Stated task.
Shift every pixel coordinate in the answers of all the records below by -33, and write out every line again with the requests included. Leave the pictures out of your answer.

Supplied material.
==*==
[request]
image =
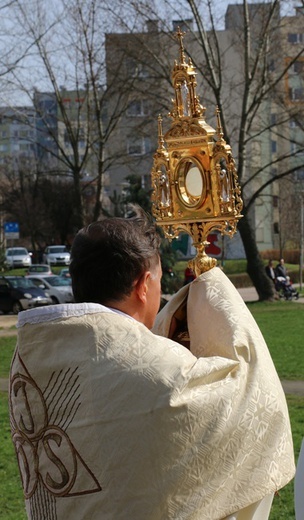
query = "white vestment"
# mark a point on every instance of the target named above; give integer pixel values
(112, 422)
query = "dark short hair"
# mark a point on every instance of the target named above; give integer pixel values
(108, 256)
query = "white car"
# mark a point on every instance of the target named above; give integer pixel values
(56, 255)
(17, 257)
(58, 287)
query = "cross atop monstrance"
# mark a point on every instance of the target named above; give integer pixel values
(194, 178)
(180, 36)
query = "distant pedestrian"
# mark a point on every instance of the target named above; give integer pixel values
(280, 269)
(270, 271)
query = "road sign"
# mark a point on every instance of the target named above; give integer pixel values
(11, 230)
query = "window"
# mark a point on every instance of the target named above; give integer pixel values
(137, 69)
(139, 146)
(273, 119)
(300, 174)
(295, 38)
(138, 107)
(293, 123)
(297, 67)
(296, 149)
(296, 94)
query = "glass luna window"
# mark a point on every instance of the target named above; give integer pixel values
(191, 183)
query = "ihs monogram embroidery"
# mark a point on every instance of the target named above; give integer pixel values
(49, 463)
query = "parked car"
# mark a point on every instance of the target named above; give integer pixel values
==*==
Reply.
[request]
image =
query = "white vestment"
# mark a point on every instance of the target named above; give integer pixel values
(79, 389)
query = "dark short hair"
# mark a point on every instance of the target named above; give integer pixel values
(75, 223)
query = "white car"
# mark a point on every instance of the target named above; give integer pixel values
(23, 222)
(-16, 224)
(25, 254)
query = "cross atop monstrance"
# mark a point on every instance of the target named above; give integer pixel values
(161, 145)
(147, 3)
query = "distant pedestrian"
# mark a point on every instance of the target named above; give integer pixel values
(247, 236)
(237, 238)
query = "road sign"
# mark a point on every instance of the target named above; give integer pixel values
(-22, 197)
query = "window"
# mark a point on every instance of the target named above; give integer pixel values
(104, 36)
(106, 113)
(240, 86)
(267, 141)
(262, 5)
(105, 74)
(260, 90)
(264, 34)
(263, 116)
(263, 61)
query = "glass luna window"
# mark a point on every instance of the target named above; give integer pixel values
(158, 150)
query = "ihs monogram embroidery"
# mark a point on every instance of the target named above; give integer pixel values
(16, 430)
query = "parked car"
# mark a point on every instance of the target named above; give integer pixel values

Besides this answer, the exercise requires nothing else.